GOAL OF THE EXERCISE.
Can you reproduce, word for word, the lines in the records below that start with the line containing "Question. Locate the stone wall" and go on through the line containing "x=325 y=270", both included?

[Pointing dataset excerpts]
★ ★ ★ ★
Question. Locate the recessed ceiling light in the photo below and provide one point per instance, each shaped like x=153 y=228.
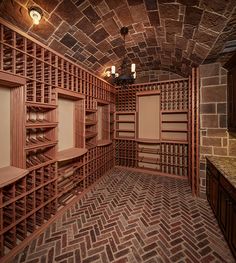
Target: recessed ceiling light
x=36 y=14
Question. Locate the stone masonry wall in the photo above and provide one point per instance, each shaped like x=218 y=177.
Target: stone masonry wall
x=156 y=75
x=214 y=138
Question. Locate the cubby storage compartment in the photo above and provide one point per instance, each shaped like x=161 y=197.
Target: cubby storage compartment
x=153 y=128
x=148 y=105
x=103 y=125
x=91 y=128
x=70 y=177
x=149 y=156
x=126 y=153
x=174 y=125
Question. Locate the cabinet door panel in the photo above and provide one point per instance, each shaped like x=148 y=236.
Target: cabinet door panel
x=232 y=229
x=214 y=193
x=223 y=215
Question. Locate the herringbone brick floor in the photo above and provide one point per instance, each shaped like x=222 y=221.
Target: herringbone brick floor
x=132 y=217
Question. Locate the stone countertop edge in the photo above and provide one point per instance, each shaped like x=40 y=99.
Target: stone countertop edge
x=226 y=165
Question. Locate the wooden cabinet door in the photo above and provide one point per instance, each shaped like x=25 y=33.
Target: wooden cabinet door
x=208 y=175
x=214 y=186
x=232 y=228
x=223 y=211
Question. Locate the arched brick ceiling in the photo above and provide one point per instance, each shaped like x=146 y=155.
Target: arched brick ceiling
x=171 y=35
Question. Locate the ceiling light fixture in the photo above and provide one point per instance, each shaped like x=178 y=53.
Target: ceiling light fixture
x=36 y=14
x=127 y=75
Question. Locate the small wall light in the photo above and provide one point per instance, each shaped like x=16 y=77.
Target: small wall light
x=36 y=14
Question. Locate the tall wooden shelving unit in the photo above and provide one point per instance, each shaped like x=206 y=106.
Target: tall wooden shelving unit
x=166 y=150
x=43 y=179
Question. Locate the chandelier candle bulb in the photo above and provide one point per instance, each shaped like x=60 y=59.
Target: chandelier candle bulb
x=133 y=67
x=113 y=69
x=36 y=14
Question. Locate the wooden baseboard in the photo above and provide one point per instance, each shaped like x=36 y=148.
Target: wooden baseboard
x=143 y=170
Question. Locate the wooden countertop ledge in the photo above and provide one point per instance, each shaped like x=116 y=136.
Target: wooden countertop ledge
x=225 y=165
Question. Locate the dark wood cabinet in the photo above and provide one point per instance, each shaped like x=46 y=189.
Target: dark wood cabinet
x=224 y=205
x=222 y=199
x=231 y=67
x=232 y=228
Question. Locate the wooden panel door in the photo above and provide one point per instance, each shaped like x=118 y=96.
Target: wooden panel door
x=214 y=186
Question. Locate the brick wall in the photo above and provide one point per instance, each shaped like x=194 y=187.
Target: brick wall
x=214 y=138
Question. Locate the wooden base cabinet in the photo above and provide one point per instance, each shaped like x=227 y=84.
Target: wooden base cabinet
x=213 y=187
x=221 y=195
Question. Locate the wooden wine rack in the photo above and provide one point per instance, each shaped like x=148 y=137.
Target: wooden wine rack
x=43 y=180
x=169 y=153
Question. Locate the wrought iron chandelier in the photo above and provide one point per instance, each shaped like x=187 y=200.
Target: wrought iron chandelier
x=126 y=75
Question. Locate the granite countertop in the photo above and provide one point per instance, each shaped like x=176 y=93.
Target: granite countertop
x=225 y=165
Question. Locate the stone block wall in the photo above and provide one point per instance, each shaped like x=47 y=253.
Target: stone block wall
x=214 y=137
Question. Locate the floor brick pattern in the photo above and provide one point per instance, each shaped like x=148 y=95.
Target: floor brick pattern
x=132 y=217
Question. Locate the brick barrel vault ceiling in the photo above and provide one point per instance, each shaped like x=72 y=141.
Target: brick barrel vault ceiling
x=170 y=35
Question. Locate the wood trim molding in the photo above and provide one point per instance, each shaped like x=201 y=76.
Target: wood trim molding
x=11 y=80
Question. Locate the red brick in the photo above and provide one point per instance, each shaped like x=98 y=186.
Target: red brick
x=220 y=151
x=211 y=81
x=209 y=121
x=214 y=93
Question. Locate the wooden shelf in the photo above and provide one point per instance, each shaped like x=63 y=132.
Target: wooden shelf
x=41 y=105
x=10 y=174
x=125 y=121
x=103 y=142
x=90 y=110
x=148 y=150
x=90 y=122
x=173 y=111
x=173 y=130
x=144 y=140
x=124 y=130
x=174 y=121
x=70 y=154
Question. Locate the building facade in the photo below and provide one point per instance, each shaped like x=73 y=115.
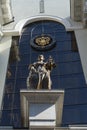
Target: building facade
x=50 y=28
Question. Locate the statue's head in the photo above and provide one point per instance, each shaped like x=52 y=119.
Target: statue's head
x=41 y=57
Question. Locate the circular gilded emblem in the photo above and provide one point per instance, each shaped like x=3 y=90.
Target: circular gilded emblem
x=42 y=42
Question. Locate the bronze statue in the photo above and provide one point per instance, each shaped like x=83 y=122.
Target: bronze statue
x=39 y=75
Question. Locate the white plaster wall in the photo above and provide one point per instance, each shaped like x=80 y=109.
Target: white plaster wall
x=31 y=8
x=81 y=37
x=5 y=44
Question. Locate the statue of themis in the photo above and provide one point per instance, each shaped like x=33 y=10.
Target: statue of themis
x=39 y=74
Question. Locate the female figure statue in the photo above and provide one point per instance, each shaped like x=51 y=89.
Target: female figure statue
x=39 y=75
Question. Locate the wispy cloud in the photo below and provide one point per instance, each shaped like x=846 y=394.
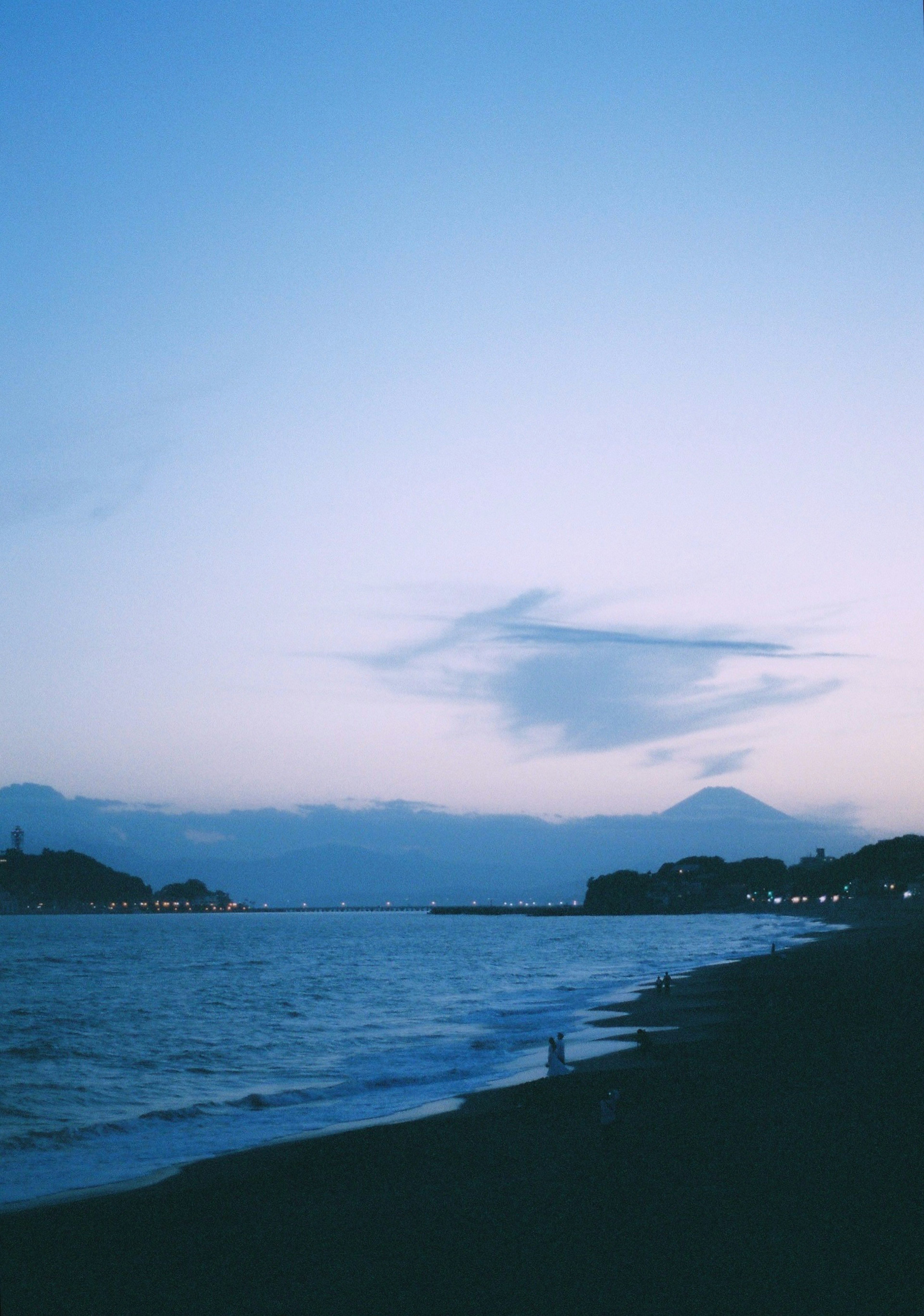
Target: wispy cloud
x=591 y=689
x=719 y=765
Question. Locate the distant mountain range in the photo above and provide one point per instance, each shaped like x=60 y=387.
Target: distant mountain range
x=406 y=853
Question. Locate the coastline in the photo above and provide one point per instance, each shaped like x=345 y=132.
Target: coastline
x=599 y=1028
x=785 y=1097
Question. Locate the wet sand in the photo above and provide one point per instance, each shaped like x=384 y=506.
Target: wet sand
x=768 y=1156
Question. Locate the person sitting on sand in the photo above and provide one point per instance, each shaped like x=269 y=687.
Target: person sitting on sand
x=555 y=1065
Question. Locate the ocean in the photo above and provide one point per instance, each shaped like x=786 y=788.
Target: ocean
x=132 y=1044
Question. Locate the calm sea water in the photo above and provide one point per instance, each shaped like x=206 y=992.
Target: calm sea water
x=132 y=1044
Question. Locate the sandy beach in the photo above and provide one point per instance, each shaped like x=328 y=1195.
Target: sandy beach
x=767 y=1157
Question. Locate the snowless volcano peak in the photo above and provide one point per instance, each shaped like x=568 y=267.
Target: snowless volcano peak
x=722 y=802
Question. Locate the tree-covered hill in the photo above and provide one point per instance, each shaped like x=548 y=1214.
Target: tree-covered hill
x=69 y=881
x=699 y=884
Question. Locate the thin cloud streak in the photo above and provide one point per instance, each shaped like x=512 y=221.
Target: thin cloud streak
x=585 y=690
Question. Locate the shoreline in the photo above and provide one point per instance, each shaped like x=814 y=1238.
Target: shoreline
x=622 y=1017
x=765 y=1157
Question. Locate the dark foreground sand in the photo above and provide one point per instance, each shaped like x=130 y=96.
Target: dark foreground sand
x=770 y=1159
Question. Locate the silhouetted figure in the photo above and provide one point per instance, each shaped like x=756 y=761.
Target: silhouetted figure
x=556 y=1068
x=609 y=1107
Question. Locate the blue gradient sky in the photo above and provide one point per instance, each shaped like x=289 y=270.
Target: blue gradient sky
x=511 y=407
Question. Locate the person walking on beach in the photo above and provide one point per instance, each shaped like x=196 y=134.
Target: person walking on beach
x=556 y=1067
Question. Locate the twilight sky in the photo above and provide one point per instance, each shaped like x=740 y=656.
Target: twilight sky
x=513 y=406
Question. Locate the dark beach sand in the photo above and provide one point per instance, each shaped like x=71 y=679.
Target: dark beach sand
x=768 y=1159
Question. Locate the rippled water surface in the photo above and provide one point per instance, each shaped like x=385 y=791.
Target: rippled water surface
x=131 y=1044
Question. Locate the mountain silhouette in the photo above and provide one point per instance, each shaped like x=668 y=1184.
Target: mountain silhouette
x=406 y=853
x=722 y=802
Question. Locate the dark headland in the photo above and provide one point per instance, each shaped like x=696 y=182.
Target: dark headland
x=768 y=1159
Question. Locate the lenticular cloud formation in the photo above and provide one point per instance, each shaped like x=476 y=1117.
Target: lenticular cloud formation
x=581 y=689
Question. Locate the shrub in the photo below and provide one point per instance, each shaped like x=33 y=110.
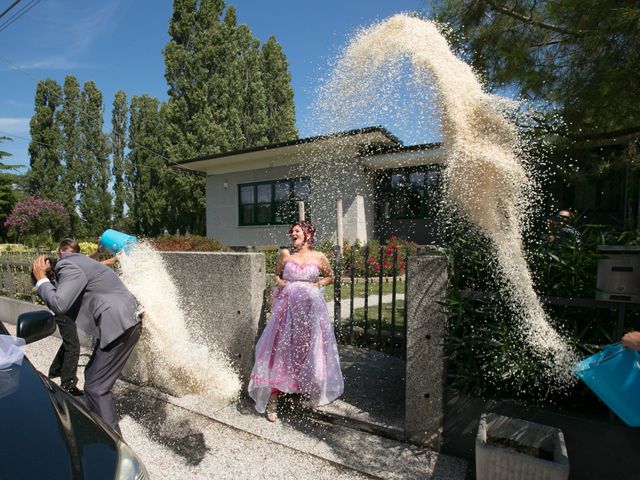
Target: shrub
x=88 y=248
x=371 y=253
x=38 y=220
x=192 y=243
x=486 y=356
x=14 y=248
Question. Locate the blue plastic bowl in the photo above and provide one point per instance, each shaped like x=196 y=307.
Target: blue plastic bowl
x=614 y=376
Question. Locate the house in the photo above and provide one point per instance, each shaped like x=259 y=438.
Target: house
x=386 y=188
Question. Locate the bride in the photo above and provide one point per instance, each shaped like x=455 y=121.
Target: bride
x=297 y=352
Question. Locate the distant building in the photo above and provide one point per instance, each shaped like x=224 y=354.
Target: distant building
x=386 y=188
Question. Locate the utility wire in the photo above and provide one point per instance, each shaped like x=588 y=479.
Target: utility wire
x=9 y=8
x=159 y=155
x=18 y=14
x=13 y=136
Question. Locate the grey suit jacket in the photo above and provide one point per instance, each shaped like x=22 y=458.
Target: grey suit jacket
x=91 y=294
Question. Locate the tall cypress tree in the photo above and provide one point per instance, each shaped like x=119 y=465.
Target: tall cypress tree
x=280 y=110
x=145 y=177
x=45 y=146
x=94 y=194
x=8 y=195
x=198 y=59
x=121 y=195
x=71 y=147
x=252 y=91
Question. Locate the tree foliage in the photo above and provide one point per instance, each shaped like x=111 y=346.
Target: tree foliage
x=94 y=194
x=45 y=146
x=145 y=177
x=579 y=57
x=218 y=96
x=69 y=119
x=226 y=93
x=281 y=116
x=39 y=219
x=8 y=196
x=121 y=165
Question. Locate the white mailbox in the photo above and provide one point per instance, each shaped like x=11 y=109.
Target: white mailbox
x=619 y=274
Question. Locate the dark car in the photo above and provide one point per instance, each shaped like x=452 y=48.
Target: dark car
x=48 y=434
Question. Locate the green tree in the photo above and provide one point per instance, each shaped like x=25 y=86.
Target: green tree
x=217 y=97
x=69 y=118
x=46 y=142
x=253 y=100
x=577 y=57
x=281 y=116
x=145 y=177
x=94 y=194
x=8 y=196
x=121 y=195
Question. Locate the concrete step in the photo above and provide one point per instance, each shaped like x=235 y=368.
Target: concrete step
x=371 y=454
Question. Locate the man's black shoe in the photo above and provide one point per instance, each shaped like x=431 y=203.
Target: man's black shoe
x=73 y=390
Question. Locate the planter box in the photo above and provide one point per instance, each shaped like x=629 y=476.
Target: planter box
x=498 y=459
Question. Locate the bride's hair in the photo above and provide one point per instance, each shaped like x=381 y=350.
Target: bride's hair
x=308 y=229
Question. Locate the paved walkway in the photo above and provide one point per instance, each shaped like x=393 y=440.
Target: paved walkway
x=195 y=438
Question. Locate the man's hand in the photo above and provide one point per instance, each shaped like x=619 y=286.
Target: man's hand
x=39 y=268
x=631 y=340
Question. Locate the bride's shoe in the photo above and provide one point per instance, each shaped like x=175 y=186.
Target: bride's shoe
x=272 y=409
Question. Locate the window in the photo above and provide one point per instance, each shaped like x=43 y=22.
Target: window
x=272 y=203
x=408 y=193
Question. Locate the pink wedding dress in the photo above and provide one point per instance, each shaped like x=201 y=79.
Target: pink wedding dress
x=297 y=352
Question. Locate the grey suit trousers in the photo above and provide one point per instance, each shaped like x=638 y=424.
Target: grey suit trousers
x=103 y=370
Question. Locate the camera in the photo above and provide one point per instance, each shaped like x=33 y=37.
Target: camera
x=50 y=272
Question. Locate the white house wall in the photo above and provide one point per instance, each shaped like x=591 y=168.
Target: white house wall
x=326 y=186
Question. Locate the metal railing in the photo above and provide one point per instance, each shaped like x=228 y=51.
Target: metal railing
x=373 y=282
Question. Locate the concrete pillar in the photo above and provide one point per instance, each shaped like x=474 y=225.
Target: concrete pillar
x=222 y=296
x=426 y=286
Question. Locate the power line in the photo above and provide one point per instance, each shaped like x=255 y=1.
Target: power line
x=13 y=136
x=44 y=85
x=9 y=8
x=18 y=14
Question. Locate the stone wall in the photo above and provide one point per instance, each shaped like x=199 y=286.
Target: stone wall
x=222 y=297
x=425 y=365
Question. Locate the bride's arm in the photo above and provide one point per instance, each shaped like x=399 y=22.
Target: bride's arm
x=283 y=255
x=325 y=270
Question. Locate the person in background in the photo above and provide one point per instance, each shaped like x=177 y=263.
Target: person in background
x=631 y=340
x=65 y=363
x=560 y=226
x=92 y=295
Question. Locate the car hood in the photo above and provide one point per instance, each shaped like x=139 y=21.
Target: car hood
x=48 y=434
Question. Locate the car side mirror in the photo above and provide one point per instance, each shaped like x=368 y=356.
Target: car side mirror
x=34 y=326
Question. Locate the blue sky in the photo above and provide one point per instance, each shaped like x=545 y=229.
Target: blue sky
x=118 y=44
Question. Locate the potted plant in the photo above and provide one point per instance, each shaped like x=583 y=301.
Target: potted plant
x=514 y=449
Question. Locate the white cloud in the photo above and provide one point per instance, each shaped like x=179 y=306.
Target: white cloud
x=14 y=125
x=54 y=62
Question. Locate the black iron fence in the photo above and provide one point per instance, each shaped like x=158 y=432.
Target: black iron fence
x=369 y=296
x=15 y=276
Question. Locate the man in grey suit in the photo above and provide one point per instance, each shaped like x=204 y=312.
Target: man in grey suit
x=101 y=305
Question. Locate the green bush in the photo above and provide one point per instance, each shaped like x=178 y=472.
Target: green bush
x=486 y=355
x=192 y=243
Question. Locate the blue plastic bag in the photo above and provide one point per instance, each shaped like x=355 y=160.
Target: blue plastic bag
x=614 y=376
★ ★ ★ ★
TASK OUTPUT.
Question. Locate the stone wall in the photo above and provide one point per instance, each shaped like x=199 y=286.
Target: stone wall
x=222 y=297
x=425 y=365
Question. Locate the bride's arm in the photo above and provide one point per instance, each shaped like x=399 y=22.
Target: bride's arm
x=283 y=255
x=325 y=270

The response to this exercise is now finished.